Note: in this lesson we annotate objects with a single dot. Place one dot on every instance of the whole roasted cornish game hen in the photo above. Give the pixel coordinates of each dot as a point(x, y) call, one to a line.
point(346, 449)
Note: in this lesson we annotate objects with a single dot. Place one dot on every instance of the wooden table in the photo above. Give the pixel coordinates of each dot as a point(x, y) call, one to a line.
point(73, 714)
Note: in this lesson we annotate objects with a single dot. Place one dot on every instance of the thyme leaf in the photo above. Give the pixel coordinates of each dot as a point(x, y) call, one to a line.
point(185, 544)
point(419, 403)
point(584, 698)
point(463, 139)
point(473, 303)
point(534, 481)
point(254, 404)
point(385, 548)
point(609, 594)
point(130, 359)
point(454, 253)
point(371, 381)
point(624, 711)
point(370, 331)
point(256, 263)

########################################

• YOUR INSTRUCTIONS
Without changing a word, write out each entry again.

• TASK ANSWER
Note: in this lesson we annotate objects with a single dot. Place one dot on every instance of the whole roasted cornish game hen in the photo above. Give the pixel coordinates of each dot as a point(x, y) call, one to a line.
point(346, 449)
Note: in this lesson we annotate objects with a single dot. Place one dot on every instance of the wooden table in the photo above. Give the pixel coordinates of each dot as a point(x, y) call, one to a line.
point(73, 714)
Note: in this lesson we annotate objects with a single dot. Place one dot on every instance of the thyme leaf in the photo above. Give the pixel coordinates of each dot as a point(x, y) call, one to a line.
point(185, 544)
point(419, 403)
point(584, 698)
point(463, 139)
point(473, 303)
point(534, 481)
point(254, 404)
point(385, 548)
point(609, 594)
point(130, 359)
point(454, 253)
point(371, 381)
point(624, 711)
point(370, 331)
point(256, 263)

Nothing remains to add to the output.